*ACTIVITY*
Exactly the lines from the one that contains "Please place a point on the man's messy" through the end of the material below are to be output, the first and last included.

*EXERCISE MATERIAL*
§
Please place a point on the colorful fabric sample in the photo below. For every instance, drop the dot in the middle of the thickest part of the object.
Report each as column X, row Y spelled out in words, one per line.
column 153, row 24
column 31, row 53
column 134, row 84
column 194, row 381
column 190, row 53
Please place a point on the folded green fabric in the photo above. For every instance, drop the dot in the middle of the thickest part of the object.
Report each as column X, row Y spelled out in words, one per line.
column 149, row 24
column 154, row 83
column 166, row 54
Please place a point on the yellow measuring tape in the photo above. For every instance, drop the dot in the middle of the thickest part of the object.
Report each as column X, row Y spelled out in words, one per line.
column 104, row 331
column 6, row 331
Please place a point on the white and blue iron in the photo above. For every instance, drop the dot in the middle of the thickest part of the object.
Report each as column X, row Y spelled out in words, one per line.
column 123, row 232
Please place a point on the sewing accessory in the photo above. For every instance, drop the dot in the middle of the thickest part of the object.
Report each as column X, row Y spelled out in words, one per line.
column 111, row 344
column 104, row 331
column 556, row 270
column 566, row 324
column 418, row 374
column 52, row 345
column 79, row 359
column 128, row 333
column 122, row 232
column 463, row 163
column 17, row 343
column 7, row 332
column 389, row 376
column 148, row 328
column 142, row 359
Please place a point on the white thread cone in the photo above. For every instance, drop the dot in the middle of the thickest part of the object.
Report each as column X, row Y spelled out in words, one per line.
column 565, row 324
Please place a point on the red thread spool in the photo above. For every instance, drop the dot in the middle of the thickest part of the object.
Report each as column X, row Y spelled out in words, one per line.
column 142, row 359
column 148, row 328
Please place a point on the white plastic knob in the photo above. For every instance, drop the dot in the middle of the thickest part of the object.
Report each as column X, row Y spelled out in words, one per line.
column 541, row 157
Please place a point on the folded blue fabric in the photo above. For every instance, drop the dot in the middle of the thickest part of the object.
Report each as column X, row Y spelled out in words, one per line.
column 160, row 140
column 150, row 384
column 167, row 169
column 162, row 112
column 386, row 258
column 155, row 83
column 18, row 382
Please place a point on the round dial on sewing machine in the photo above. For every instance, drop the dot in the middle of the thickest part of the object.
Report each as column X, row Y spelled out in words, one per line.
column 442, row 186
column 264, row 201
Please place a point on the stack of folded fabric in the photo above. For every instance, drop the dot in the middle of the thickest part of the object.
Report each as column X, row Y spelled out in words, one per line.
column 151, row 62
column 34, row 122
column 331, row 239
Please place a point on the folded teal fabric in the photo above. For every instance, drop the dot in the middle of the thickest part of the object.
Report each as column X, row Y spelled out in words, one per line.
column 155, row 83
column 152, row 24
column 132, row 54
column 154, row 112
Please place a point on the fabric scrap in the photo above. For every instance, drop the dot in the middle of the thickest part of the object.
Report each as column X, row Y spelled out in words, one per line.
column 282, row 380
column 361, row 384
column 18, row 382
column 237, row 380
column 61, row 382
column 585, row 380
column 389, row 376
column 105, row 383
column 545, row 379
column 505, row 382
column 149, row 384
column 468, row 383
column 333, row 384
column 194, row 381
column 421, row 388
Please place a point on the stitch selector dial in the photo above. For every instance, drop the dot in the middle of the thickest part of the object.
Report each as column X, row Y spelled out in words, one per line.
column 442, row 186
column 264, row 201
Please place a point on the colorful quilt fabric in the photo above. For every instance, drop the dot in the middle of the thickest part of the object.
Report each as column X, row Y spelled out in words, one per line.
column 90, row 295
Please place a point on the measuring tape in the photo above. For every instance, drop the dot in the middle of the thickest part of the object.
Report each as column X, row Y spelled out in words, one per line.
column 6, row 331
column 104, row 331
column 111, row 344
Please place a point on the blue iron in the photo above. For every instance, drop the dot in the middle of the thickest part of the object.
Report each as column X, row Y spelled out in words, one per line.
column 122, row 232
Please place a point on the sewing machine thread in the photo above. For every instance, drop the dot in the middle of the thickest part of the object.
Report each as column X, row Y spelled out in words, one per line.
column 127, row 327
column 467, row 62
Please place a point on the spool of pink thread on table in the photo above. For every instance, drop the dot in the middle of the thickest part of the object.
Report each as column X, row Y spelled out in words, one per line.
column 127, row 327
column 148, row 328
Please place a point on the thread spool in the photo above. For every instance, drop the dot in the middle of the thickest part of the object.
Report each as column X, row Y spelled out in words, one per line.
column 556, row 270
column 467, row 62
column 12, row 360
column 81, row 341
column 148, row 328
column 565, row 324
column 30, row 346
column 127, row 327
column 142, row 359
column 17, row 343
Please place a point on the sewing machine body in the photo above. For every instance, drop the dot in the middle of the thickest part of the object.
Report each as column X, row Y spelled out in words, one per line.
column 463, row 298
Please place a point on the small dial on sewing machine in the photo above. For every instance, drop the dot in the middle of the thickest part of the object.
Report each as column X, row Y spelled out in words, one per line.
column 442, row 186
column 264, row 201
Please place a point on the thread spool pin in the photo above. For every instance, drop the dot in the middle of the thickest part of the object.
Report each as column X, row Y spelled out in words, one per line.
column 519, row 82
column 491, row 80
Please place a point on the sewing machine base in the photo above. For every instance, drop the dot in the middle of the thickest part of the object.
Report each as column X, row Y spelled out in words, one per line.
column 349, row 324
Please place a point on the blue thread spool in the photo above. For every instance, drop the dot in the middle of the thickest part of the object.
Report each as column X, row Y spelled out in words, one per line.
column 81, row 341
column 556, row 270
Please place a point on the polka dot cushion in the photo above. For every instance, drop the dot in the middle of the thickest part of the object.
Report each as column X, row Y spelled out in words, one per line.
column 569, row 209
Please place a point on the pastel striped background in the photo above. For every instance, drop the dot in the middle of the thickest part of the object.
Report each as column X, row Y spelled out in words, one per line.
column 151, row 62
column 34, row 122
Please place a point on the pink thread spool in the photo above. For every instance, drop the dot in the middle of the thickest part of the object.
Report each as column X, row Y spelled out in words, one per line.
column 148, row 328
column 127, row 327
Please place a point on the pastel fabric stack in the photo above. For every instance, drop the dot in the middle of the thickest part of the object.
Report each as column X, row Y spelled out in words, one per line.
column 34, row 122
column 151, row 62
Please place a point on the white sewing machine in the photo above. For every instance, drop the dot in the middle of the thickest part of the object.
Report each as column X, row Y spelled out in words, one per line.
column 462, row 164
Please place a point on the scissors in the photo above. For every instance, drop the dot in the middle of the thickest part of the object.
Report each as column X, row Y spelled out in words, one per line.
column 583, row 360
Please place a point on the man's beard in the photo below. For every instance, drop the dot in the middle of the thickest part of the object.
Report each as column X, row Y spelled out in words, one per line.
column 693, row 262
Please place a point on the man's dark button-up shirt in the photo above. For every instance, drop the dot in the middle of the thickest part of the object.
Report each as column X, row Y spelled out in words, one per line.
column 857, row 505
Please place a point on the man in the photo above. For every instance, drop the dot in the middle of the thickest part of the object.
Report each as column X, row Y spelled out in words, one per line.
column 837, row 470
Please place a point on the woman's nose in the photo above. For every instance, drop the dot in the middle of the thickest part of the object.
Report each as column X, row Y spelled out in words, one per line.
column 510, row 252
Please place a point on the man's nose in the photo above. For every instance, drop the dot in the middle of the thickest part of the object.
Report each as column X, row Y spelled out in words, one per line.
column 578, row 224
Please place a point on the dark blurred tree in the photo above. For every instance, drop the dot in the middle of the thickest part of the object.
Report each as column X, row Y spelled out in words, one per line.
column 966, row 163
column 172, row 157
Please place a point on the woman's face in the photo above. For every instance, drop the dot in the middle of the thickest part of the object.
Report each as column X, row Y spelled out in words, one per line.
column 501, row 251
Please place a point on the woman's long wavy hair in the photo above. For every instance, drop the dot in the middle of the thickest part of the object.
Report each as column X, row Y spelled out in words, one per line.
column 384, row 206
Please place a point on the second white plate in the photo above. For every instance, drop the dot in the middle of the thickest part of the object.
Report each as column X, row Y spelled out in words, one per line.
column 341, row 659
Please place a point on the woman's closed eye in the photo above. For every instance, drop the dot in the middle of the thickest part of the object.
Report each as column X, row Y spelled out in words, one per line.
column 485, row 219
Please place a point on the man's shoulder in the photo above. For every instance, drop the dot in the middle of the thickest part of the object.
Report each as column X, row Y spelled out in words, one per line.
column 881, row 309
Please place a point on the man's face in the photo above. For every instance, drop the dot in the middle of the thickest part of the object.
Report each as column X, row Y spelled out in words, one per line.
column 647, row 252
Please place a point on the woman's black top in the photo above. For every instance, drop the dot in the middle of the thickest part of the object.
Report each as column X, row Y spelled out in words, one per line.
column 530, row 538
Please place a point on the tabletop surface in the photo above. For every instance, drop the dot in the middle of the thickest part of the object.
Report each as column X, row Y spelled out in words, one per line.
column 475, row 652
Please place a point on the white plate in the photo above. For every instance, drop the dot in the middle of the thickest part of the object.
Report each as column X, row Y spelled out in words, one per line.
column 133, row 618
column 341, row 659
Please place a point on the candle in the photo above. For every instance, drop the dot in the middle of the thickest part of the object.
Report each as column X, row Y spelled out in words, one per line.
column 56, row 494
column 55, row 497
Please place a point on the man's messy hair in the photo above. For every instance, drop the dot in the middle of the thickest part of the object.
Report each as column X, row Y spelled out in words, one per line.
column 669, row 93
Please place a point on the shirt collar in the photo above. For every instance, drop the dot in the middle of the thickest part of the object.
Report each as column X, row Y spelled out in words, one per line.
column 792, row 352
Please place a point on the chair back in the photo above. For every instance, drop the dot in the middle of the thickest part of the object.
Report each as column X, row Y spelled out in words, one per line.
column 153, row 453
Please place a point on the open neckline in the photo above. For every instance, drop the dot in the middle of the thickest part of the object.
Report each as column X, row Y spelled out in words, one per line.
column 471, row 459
§
*RESPONSE TO THE TASK*
Please place a point on the man's messy hair in the photo above. For every instance, drop the dot in the middle of the thickest part of the object.
Report each as column X, row Y spelled out in words, one per line.
column 669, row 93
Please place a point on the shirt collar in the photo above. For every instance, drop the dot in the middle of the thickest part of the object.
Report each as column X, row Y spelled out in words, one per line.
column 792, row 352
Please place a point on the chair back in the photo above. For every instance, drop the dot in the middle of the thickest part of the object.
Report each as column X, row Y spelled out in words, one per line.
column 153, row 453
Please place a point on the open neckline in the photo above. For every instance, drop the dot in the middle of the thickest part of the object.
Report each as column X, row Y spelled out in words, one per line.
column 471, row 459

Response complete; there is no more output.